Exercise: For every line in the entries that contains "Label", show the whole line.

Data records:

━━━━━━━━━━━━━━━━

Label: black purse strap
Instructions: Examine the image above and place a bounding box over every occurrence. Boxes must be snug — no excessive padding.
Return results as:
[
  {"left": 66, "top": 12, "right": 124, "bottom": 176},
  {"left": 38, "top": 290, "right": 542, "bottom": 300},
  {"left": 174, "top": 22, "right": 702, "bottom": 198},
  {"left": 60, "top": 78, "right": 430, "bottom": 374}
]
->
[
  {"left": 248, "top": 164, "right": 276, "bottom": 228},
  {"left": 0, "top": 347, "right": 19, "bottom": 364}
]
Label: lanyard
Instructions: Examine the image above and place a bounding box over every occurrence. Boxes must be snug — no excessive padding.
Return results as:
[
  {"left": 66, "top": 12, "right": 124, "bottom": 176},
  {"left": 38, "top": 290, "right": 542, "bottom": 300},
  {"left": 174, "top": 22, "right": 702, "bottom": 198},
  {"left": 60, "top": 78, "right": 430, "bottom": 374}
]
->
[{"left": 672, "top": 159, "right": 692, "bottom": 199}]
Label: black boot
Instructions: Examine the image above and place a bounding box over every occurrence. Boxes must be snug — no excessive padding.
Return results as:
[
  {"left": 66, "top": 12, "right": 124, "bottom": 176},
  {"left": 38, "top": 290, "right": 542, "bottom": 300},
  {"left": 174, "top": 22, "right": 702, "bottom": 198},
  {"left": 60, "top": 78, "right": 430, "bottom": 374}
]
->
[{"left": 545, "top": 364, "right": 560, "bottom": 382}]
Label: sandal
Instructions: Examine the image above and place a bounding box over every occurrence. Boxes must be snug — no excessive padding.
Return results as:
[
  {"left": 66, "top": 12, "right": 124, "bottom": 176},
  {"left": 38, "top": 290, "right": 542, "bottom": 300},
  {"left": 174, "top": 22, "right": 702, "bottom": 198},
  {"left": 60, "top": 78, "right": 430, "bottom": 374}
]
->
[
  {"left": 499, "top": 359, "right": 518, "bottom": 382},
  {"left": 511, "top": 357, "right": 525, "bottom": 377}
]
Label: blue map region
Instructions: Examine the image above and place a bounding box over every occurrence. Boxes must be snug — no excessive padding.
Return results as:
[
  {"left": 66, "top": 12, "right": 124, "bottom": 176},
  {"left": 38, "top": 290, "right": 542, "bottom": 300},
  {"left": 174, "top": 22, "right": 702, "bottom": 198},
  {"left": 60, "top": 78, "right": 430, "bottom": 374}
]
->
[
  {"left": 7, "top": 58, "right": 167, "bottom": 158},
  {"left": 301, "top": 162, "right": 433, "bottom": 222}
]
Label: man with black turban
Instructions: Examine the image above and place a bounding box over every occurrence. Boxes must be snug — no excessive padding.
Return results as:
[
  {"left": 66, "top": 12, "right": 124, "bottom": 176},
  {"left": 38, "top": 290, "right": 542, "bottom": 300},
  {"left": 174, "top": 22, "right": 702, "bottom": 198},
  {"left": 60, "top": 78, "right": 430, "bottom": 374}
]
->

━━━━━━━━━━━━━━━━

Answer to the problem:
Label: black purse strap
Label: lanyard
Label: black boot
Label: sandal
Label: blue map region
Label: man with black turban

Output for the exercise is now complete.